■ WHAT IS REQUIRED ■
Write the next passage of the article on Audrey Lorvo's AI safety research, picking up after its final sentence.

■ STUDY TEXT ■
Aligning AI with human values

Senior Audrey Lorvo is researching AI safety, which seeks to ensure increasingly intelligent AI models are reliable and can benefit humanity. The growing field focuses on technical challenges like robustness and AI alignment with human values, as well as societal concerns like transparency and accountability. Practitioners are also concerned with the potential existential risks associated with increasingly powerful AI tools.

“Ensuring AI isn’t misused or acts contrary to our intentions is increasingly important as we approach artificial general intelligence (AGI),” says Lorvo, a computer science, economics, and data science major. AGI describes the potential of artificial intelligence to match or surpass human cognitive capabilities.

An MIT Schwarzman College of Computing Social and Ethical Responsibilities of Computing (SERC) scholar, Lorvo looks closely at how AI might automate AI research and development processes and practices. A member of the Big Data research group, she’s investigating the social and economic implications associated with AI’s potential to accelerate research on itself and how to effectively communicate these ideas and potential impacts to general audiences including legislators, strategic advisors, and others.

Lorvo emphasizes the need to critically assess AI’s rapid advancements and their implications, ensuring organizations have proper frameworks and strategies in place to address risks. “We need to both ensure humans reap AI’s benefits and that we don’t lose control of the technology,” she says. “We need to do all we can to develop it safely.”

Her participation in efforts like the AI Safety Technical Fellowship reflect her investment in understanding the technical aspects of AI safety. The fellowship provides opportunities to review existing research on aligning AI development with considerations of potential human impact. “The fellowship helped me understand AI safety’s technical questions and challenges so I can potentially propose better AI governance strategies,” she says. According to Lorvo, companies on AI’s frontier continue to push boundaries, which means we’ll need to implement effective policies that prioritize human safety without impeding research.

■ DATASET RECORDS ■
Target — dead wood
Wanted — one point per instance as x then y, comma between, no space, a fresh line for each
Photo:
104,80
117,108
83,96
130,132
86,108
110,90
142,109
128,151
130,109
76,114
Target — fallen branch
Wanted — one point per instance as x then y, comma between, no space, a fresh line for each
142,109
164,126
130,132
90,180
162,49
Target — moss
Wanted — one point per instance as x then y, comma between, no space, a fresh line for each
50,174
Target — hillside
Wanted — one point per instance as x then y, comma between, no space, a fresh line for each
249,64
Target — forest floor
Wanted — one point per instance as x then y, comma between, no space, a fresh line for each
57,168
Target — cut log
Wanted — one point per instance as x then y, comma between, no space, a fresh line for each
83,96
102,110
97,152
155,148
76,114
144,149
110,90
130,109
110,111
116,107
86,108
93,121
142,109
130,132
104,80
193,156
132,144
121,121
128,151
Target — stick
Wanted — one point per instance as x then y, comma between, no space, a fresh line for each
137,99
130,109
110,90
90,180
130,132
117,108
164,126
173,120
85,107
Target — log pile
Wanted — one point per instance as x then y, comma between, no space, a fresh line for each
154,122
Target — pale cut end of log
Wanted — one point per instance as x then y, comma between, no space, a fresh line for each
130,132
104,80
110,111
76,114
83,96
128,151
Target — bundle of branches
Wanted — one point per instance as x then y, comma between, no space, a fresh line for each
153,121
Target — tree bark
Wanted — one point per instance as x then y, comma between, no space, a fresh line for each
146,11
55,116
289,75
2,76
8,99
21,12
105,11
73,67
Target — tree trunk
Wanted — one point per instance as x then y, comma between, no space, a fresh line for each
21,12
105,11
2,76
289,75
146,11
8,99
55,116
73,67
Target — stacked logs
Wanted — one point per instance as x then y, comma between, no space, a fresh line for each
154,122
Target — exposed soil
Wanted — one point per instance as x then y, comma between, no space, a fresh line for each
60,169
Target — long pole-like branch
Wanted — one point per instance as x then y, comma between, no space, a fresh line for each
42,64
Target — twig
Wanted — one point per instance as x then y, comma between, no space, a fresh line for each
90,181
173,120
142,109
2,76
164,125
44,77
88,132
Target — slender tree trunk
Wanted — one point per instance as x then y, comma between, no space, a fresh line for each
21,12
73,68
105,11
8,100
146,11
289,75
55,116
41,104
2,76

■ ANSWER TO THE EXERCISE ■
Value from human engagement

When arriving at MIT, Lorvo knew she wanted to pursue a course of study that would allow her to work at the intersection of science and the humanities. The variety of offerings at the Institute made her choices difficult, however.

“There are so many ways to help advance the quality of life for individuals and communities,” she says, “and MIT offers so many different paths for investigation.”

Beginning with economics — a discipline she enjoys because of its focus on quantifying impact — Lorvo investigated math, political science, and urban planning before choosing Course 6-14.

“Professor Joshua Angrist’s econometrics classes helped me see the value in focusing on economics, while the data science and computer science elements appealed to me because of the growing reach and potential impact of AI,” she says. “We can use these tools to tackle some of the world’s most pressing problems and hopefully overcome serious challenges.”

Lorvo has also pursued concentrations in urban studies and planning and international development.

As she’s narrowed her focus, Lorvo finds she shares an outlook on humanity with other members of the MIT community like the MIT AI Alignment group, from whom she learned quite a bit about AI safety. “Students care about their marginal impact,” she says.

Marginal impact, the additional effect of a specific investment of time, money, or effort, is a way to measure how much a contribution adds to what is already being done, rather than focusing on the total impact. This can potentially influence where people choose to devote their resources, an idea that appeals to Lorvo.

“In a world of limited resources, a data-driven approach to solving some of our biggest challenges can benefit from a tailored approach that directs people to where they’re likely to do the most good,” she says. “If you want to maximize your social impact, reflecting on your career choice’s marginal impact can be very valuable.”

Lorvo also values MIT’s focus on educating the whole student and has taken advantage of opportunities to investigate disciplines like philosophy through MIT Concourse, a program that facilitates dialogue between science and the humanities. Concourse hopes participants gain guidance, clarity, and purpose for scientific, technical, and human pursuits.

Student experiences at the Institute

Lorvo invests her time outside the classroom in creating memorable experiences and fostering relationships with her classmates. “I’m fortunate that there’s space to balance my coursework, research, and club commitments with other activities, like weightlifting and off-campus initiatives,” she says. “There are always so many clubs and events available across the Institute.”

These opportunities to expand her worldview have challenged her beliefs and exposed her to new interest areas that have altered her life and career choices for the better. Lorvo, who is fluent in French, English, Spanish, and Portuguese, also applauds MIT for the international experiences it provides for students.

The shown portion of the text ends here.